++++ Task data ++++

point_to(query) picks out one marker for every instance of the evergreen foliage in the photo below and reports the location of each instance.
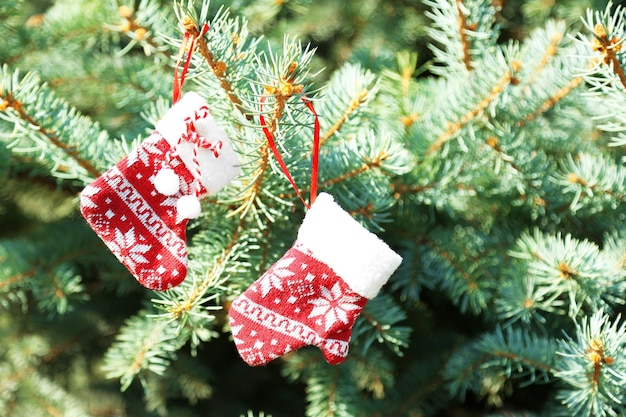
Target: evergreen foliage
(483, 140)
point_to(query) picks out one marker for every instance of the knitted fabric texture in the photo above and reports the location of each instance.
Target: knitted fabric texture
(143, 227)
(302, 300)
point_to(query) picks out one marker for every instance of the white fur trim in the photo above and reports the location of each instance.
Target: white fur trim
(188, 207)
(216, 171)
(358, 256)
(166, 181)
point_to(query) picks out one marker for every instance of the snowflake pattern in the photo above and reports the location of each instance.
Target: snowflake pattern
(125, 244)
(333, 306)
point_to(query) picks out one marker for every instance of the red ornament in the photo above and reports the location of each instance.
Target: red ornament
(140, 207)
(315, 292)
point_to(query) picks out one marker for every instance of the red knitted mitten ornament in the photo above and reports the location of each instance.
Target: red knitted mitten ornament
(140, 207)
(315, 292)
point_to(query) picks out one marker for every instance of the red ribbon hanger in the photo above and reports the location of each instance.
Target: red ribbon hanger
(190, 39)
(314, 153)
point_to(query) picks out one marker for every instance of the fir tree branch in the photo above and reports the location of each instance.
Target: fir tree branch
(368, 165)
(467, 57)
(552, 101)
(453, 128)
(471, 284)
(419, 394)
(187, 304)
(18, 108)
(608, 48)
(548, 55)
(218, 67)
(135, 31)
(354, 105)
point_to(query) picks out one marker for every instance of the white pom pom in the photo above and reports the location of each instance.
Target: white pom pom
(188, 207)
(166, 181)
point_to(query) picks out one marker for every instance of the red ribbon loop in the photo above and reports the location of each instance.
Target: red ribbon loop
(314, 155)
(189, 42)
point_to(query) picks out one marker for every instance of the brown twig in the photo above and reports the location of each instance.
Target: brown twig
(17, 106)
(609, 48)
(470, 115)
(356, 102)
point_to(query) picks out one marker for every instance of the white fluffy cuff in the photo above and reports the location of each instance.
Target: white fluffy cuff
(217, 171)
(358, 256)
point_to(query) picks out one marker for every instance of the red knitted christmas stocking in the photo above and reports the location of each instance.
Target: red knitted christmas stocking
(315, 292)
(141, 206)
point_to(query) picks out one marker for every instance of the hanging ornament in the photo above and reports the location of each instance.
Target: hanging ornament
(315, 292)
(140, 207)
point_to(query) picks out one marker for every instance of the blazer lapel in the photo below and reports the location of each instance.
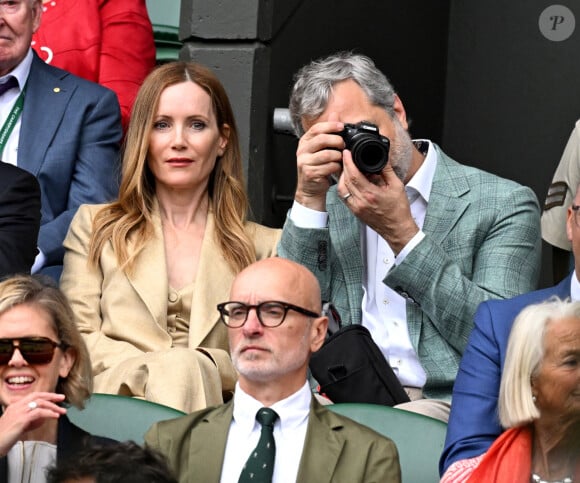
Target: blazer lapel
(45, 101)
(322, 447)
(149, 278)
(446, 205)
(344, 231)
(212, 285)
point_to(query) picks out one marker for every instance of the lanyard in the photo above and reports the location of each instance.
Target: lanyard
(10, 122)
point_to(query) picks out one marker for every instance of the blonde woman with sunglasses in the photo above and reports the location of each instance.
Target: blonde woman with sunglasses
(44, 366)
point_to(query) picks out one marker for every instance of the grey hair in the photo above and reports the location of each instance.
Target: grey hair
(313, 85)
(524, 357)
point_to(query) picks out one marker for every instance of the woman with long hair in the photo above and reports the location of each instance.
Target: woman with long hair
(144, 273)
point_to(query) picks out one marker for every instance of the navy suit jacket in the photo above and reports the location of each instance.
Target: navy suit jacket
(69, 139)
(19, 219)
(473, 423)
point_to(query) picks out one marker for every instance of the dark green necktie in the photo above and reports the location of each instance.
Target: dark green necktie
(260, 464)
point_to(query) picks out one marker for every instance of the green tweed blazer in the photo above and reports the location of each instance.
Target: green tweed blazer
(336, 449)
(482, 241)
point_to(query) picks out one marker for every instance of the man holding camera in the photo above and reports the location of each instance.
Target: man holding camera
(412, 250)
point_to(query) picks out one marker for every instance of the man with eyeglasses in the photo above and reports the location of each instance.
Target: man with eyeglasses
(273, 430)
(63, 129)
(473, 422)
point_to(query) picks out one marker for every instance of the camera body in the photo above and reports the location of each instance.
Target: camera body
(370, 150)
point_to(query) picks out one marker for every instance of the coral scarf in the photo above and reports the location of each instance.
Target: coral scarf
(509, 460)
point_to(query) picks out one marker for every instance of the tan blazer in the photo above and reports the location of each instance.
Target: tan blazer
(122, 317)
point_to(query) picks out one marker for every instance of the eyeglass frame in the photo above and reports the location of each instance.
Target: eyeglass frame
(12, 9)
(55, 345)
(257, 307)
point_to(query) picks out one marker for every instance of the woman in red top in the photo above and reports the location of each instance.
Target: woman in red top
(105, 41)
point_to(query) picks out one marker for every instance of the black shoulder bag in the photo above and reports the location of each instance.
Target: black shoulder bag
(350, 367)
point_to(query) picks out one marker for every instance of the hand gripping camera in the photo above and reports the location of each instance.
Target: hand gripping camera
(370, 150)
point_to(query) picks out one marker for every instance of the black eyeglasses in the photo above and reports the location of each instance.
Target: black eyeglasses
(35, 350)
(270, 313)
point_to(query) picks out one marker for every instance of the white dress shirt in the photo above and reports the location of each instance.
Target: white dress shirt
(289, 434)
(574, 288)
(7, 101)
(383, 309)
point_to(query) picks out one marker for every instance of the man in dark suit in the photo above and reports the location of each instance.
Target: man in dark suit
(273, 326)
(19, 219)
(473, 423)
(63, 129)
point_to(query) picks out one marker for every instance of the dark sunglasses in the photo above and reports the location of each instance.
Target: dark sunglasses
(35, 350)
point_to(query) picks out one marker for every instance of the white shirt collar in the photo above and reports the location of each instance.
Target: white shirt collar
(292, 411)
(22, 70)
(574, 287)
(422, 180)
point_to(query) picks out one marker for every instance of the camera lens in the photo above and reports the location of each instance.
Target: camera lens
(370, 155)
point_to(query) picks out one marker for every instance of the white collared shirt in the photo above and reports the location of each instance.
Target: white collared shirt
(574, 287)
(289, 434)
(7, 101)
(383, 309)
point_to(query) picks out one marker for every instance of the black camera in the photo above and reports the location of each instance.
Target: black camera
(370, 150)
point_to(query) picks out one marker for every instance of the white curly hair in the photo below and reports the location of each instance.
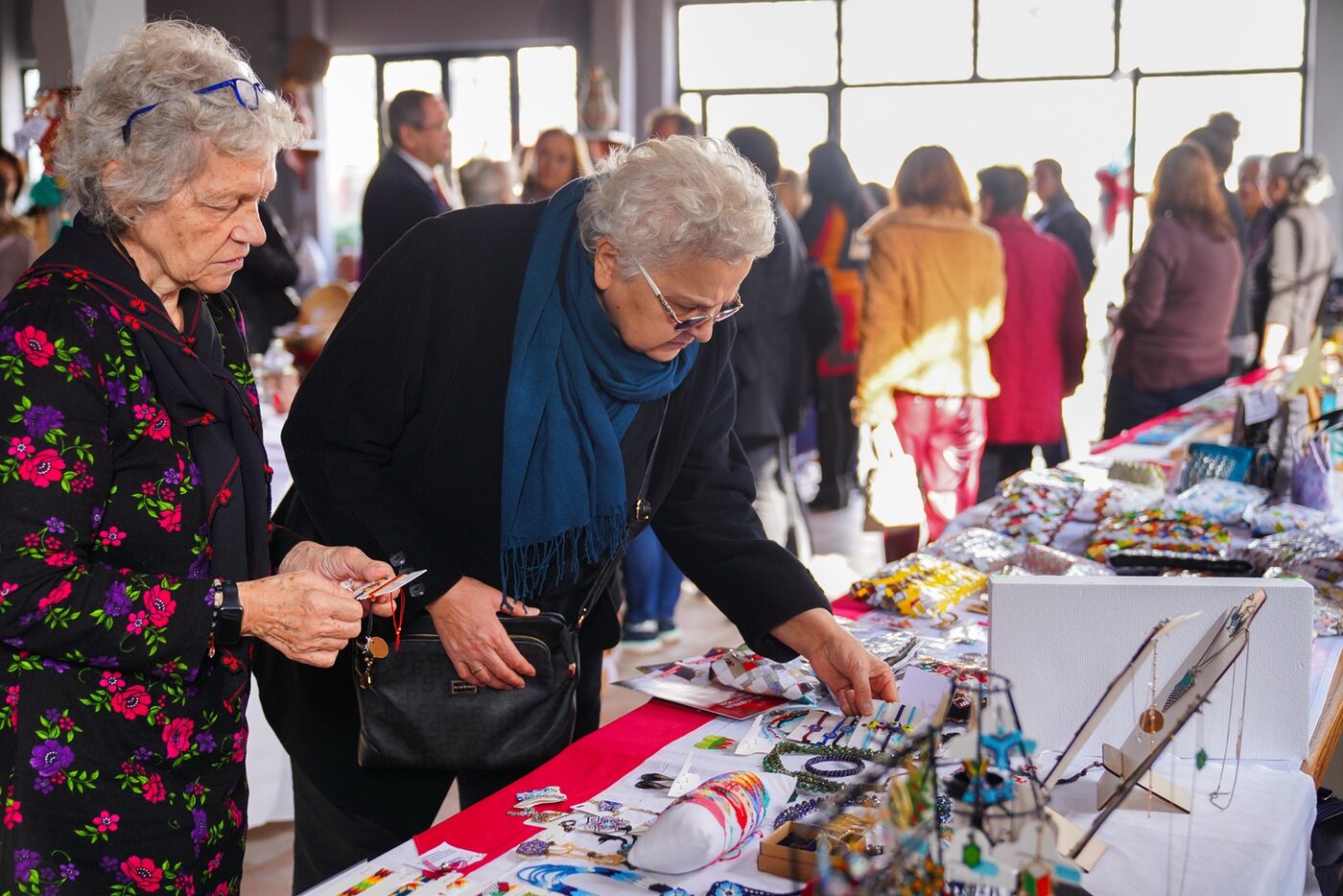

++++

_Directions_: Quote every line of the records above word for word. Leave the pictures out.

_Exercise response_:
point_to(query) picks out one marker for every instance of the evergreen foliage in the photo below and reports the location of each instance.
Target: evergreen foliage
(483, 140)
point_to(query) picks out one marker for every instance of the knitted fabric texture in the photo above and reports the location of each instance.
Target: knitted fabric texture
(143, 227)
(302, 300)
point_to(query) picks out one marker for every instance of the white fur trim in the photo above and reports the location of each instance.
Target: white fur trim
(188, 207)
(216, 171)
(358, 256)
(166, 181)
point_to(query) picks out one marker for every instance of the snowflake pattern in the photo above and reports the location of each instance.
Target: snowflake pattern
(125, 244)
(333, 306)
point_to(query) picks out one marker for every instance of the red ornament in the photo above and reports the location of each instance.
Target: red ornament
(140, 207)
(315, 292)
point_to(query) picks out one marker for every instance of the red knitted mitten ornament in the photo above and reports the location of each instance.
Target: red knitted mitten ornament
(140, 207)
(315, 292)
point_to(query) picks out one marker for every instance of the red ribbon hanger in the photo above and reports the location of each instance.
Target: red ribbon hanger
(190, 39)
(314, 153)
point_to(query) picks out one marker for every instance of the fir tree branch in the photo above and reports the location of each instance.
Target: fir tree branch
(368, 165)
(467, 57)
(552, 101)
(453, 128)
(471, 284)
(419, 394)
(187, 304)
(18, 108)
(608, 48)
(548, 55)
(218, 67)
(135, 31)
(354, 105)
point_to(query) picks out one marker for every instance of the white pom pom in the photo above and reports the location of each instance.
Target: white pom pom
(188, 207)
(166, 181)
point_to(query) picks out one marker for every instance of the red ribbon loop in the photo above and reports the location of each instance.
Target: red ribbon loop
(314, 155)
(189, 42)
point_to(query) picks out one marker for every instance of the brown twig in the photo above and reports the location of each instance.
Target: brown twig
(17, 106)
(609, 48)
(470, 115)
(356, 102)
point_to(query) picks out one marker for every instance of the white fluffy cuff in the photo above and reports the location of each instance.
Target: white fluffy cuff
(217, 171)
(358, 256)
point_to(query) picks out one marker for every instance of the red knitted christmas stocking in the photo above and reports the location of each instance.
Target: red knitted christmas stocking
(315, 292)
(141, 206)
point_to(query) picks out one marker for every instance of the hanging ornament in the photo above and reports the location of each instance.
Target: hanging ornament
(315, 292)
(140, 207)
point_to(query) picks out one marker for every instance of the blazer lapel in the photo below and reports the location of each instance.
Target: blazer lapel
(45, 101)
(322, 447)
(149, 278)
(446, 205)
(344, 231)
(212, 285)
point_to(query) picks out one marker for every instance of the lanyard in the photo above and reports the location of each instance.
Target: lanyard
(10, 122)
point_to(query) picks out one marker for every instance of the blonde woman with sunglasses in the photo above and reports the location of each instance.
Target: blonde woman with sunglasses
(44, 366)
point_to(query) picks out one marker for every instance of the grey hair in the photo above and reports the location of each instance.
Target: grey hair
(313, 85)
(524, 357)
point_to(query) picks out one marker for every instance of the woman with long hair in the photo above and reports the location of each instance.
Target: woman with long hair
(144, 273)
point_to(query) picks out one marker for every instance of the navy suit jacket in the photo above and reports the location of each instance.
Target: navy suit jacket
(69, 139)
(19, 219)
(473, 423)
point_to(query) picks out one marker for every instance of the dark green necktie in the photo above and reports the location of each instance.
Target: dark green necktie
(260, 464)
point_to(query) picks out one marker for every instance of the green tweed blazer in the photo above and reports the location of each instance.
Target: green tweed blazer
(336, 449)
(482, 241)
point_to(query) picks out one marker for every instance of the man holding camera in the photo above and reports the location of each instance.
Target: man holding camera
(412, 250)
point_to(query) picks out one marker for every instance of the man with eyeglasses in the photo above and reports the location of each instance.
Target: man with eyeglasses
(273, 430)
(63, 129)
(473, 422)
point_to(query) picks out one marker for every instance of the camera body in the photo above and reports the location of each instance.
Target: camera body
(370, 150)
point_to(query) picks out one marker for every instance of the coral scarf in the photo above and reports the location of each instance.
Target: coral scarf
(509, 460)
point_to(query) picks out one marker for every instance of the tan blazer in the photo above and reports the location of each instance.
Target: tan blazer
(122, 317)
point_to(query) picks out one marker for every instance of the eyeglass frame in the photo above and reports the location of each instance.
Target: eyeglass frame
(12, 9)
(55, 345)
(257, 307)
point_to(query) picks out one marker for every instance of the woman in red top in the photo above and reports the location of each instance.
Target: woman in red top
(105, 41)
point_to(query) picks out one marker for every instance of the black shoulder bag in the photo above and reports the location of each instance.
Target: black shoulder bag
(350, 367)
point_to(query) picks out one marker for every instance of the hand gripping camera in the photo above and reports the location of each instance.
Target: hand gripping camera
(370, 150)
point_to(query) picks out one marker for every instance of the black eyeglasses in the photo above and reports the location of each instance.
Target: black eyeglasses
(35, 350)
(270, 313)
point_to(query) picks out one marker for every instance of the white dress shirt in the photo above and reports the location of each instance.
Target: white dress shirt
(289, 434)
(574, 288)
(7, 101)
(383, 309)
point_to(query) picks out one marker for every instance of the man in dark suit in the photo above and reports the location of each instance.
Target: man in dark suit
(273, 326)
(19, 219)
(473, 423)
(63, 129)
point_to(query) picks out one marker for every instance of the dark sunglasses in the photo above and reports the location of each instance.
Target: dark sunglasses
(35, 350)
point_to(query) picks out one marker for every instance of the white shirt collar in the photo above and reports the location of each instance.
Target: white shirt collar
(292, 411)
(22, 70)
(574, 287)
(422, 180)
point_to(query) picks out one marker for every instance of the camera lens in the photo above and reports the location of each instance.
Target: camera lens
(370, 155)
point_to(query) picks out one marker for every instance of the white collared shirt in the photo above and reports the location of each instance.
Target: white collared shirt
(574, 287)
(289, 434)
(7, 101)
(383, 309)
point_to(query) picks out one marker for every instance of the black camera in the photo above and reports the location of each instance.
Target: black camera
(370, 150)
point_to(query) picks out one marker for every instance of the white curly hair in the photo below and reports the location of each instance.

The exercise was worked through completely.